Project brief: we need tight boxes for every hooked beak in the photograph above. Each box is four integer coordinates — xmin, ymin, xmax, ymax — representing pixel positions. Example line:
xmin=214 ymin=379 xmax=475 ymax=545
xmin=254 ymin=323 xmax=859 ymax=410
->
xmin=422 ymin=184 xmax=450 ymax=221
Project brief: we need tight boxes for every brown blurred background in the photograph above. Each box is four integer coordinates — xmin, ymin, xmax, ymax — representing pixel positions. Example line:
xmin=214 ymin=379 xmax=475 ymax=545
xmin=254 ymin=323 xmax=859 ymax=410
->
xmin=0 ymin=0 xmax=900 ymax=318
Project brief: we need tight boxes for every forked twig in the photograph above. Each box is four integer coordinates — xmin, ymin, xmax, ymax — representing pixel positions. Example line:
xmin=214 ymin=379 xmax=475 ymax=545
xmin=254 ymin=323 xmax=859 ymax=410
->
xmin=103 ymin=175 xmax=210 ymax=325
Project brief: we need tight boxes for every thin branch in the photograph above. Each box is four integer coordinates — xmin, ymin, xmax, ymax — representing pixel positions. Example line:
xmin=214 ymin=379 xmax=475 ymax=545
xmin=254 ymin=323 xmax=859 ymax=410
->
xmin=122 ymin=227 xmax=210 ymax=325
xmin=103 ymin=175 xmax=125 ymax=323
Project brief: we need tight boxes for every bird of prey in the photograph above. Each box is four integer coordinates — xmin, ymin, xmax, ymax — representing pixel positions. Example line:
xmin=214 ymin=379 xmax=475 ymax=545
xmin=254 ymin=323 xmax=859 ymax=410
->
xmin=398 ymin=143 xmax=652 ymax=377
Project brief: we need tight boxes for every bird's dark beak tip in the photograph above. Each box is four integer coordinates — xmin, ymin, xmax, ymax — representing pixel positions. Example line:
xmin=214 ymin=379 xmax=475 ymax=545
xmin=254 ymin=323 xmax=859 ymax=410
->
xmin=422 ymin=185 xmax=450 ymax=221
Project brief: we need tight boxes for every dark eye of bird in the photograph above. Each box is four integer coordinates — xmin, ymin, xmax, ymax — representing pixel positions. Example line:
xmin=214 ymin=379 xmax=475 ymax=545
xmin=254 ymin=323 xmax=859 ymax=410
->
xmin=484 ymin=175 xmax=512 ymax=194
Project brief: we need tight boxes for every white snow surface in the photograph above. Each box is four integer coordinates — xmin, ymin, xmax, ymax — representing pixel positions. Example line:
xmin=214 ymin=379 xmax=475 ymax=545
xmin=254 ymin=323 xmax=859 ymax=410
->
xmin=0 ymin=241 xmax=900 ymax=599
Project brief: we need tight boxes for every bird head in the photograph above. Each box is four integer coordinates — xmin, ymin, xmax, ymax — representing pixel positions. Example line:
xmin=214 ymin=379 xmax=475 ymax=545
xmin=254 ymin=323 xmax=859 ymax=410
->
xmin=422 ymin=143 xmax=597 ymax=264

-.-.-

- **What the task requires**
Copy every entry above word for word, from its first line through its last.

- **Written reply**
Project brief: we need tight boxes for every hooked beak in the photograph above. Each box is four integer coordinates — xmin, ymin, xmax, ymax — representing pixel positions. Example line:
xmin=214 ymin=379 xmax=475 ymax=545
xmin=254 ymin=323 xmax=859 ymax=410
->
xmin=422 ymin=184 xmax=450 ymax=221
Project brief: we need tight boxes for every brown blurred background in the photograph above. Each box is four integer coordinates — xmin, ymin, xmax, ymax — representing pixel positions. Example line:
xmin=214 ymin=379 xmax=475 ymax=545
xmin=254 ymin=323 xmax=859 ymax=410
->
xmin=0 ymin=0 xmax=900 ymax=318
Project brief: we need tight boxes for every forked twig in the photograph above. Each box is four integer coordinates — xmin, ymin, xmax, ymax — representing pixel positions. Example line:
xmin=214 ymin=379 xmax=475 ymax=545
xmin=254 ymin=323 xmax=859 ymax=410
->
xmin=103 ymin=175 xmax=210 ymax=325
Project brief: we need tight boxes for every thin branch in the photograph above. Each box is four integer coordinates — xmin, ymin, xmax, ymax — representing pixel positions. Example line:
xmin=214 ymin=379 xmax=475 ymax=545
xmin=254 ymin=323 xmax=859 ymax=410
->
xmin=122 ymin=227 xmax=210 ymax=325
xmin=103 ymin=175 xmax=125 ymax=323
Project brief: we need tight boxes for every bird of prey in the photograph above. Each box is four integer coordinates — xmin, ymin, xmax, ymax — representing pixel positions. Example line:
xmin=214 ymin=379 xmax=475 ymax=545
xmin=254 ymin=323 xmax=859 ymax=410
->
xmin=398 ymin=143 xmax=652 ymax=377
Project brief: we need tight boxes for every bird's dark beak tip in the photograph above. Each box is four integer coordinates — xmin, ymin, xmax, ymax — representing pixel positions. Example line:
xmin=214 ymin=379 xmax=475 ymax=545
xmin=254 ymin=323 xmax=859 ymax=410
->
xmin=422 ymin=185 xmax=450 ymax=221
Project brief: we need tight boxes for every dark eye of bird in the photograph above. Each box is four integer coordinates — xmin, ymin, xmax, ymax — representing pixel positions. Example line:
xmin=214 ymin=379 xmax=475 ymax=545
xmin=254 ymin=323 xmax=859 ymax=410
->
xmin=484 ymin=175 xmax=512 ymax=194
Project brief: we need tight boxes for every white snow surface in the photograph above. Each box is four integer coordinates — xmin, ymin, xmax, ymax — representing pixel positions. Example line:
xmin=214 ymin=379 xmax=475 ymax=545
xmin=254 ymin=323 xmax=859 ymax=410
->
xmin=0 ymin=241 xmax=900 ymax=599
Project brief: we need tight boxes for every bird head in the photograph above. Each box is four integer coordinates — xmin, ymin, xmax, ymax — representing pixel positions. Example line:
xmin=214 ymin=379 xmax=475 ymax=545
xmin=254 ymin=323 xmax=859 ymax=410
->
xmin=422 ymin=143 xmax=597 ymax=264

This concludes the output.